| Selected extract |
::::::::

Lectures on Marxian Economic Theory. Accepted for publication by the Oxford University Press. (Eight chapters completed in first draft.

“A Contribution to the Economic History of the Law of Corporations.” Accepted for publication by The Quarterly Journal of Economics.

*  *  *  *  *  *  *  *  *  *  *  *  *  *  *

Dean Signals Green Light
to Appoint for
a Five-year Term

C O P Y

February 26, 1940.

Dear Mr. Chamberlin:

                  I confirm herewith the message I gave you by telephone this morning, that we are agreed to have Dr. Paul Sweezy appointed as Faculty Instructor for five years beginning on September 1, 1940. It is part of this transaction that you and we are agreed that Dr. Sweezy should be informed (first) that this appointment involves no commitment for his election to a vacancy on the permanent staff, (second) that he will be considered for election to such a vacancy in competition both with other Faculty Instructors on the staff and with outsiders, and (third) that in all likelihood this competition will be severe.

::::::::

| Provided material |
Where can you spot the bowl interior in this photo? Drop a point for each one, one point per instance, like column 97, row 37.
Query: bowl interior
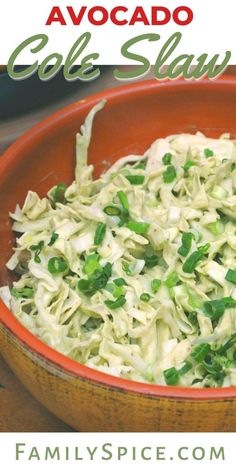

::::::::

| List of tasks |
1. In the excerpt about Paul Sweezy's appointment, rewrite the paragraph that begins "I confirm herewith the message" as a short bulleted list that keeps its main facts.
2. According to the excerpt about Paul Sweezy's appointment, which journal accepted "A Contribution to the Economic History of the Law of Corporations" for publication?

| Final results |
1.
- Confirms the message given by telephone that morning.
- Dr. Paul Sweezy is to be appointed Faculty Instructor for five years, beginning September 1, 1940.
- Both sides agree Dr. Sweezy should be told that:
  - the appointment involves no commitment to elect him to a vacancy on the permanent staff;
  - he will be considered for such a vacancy in competition with other Faculty Instructors and with outsiders;
  - this competition will in all likelihood be severe.

2. The Quarterly Journal of Economics.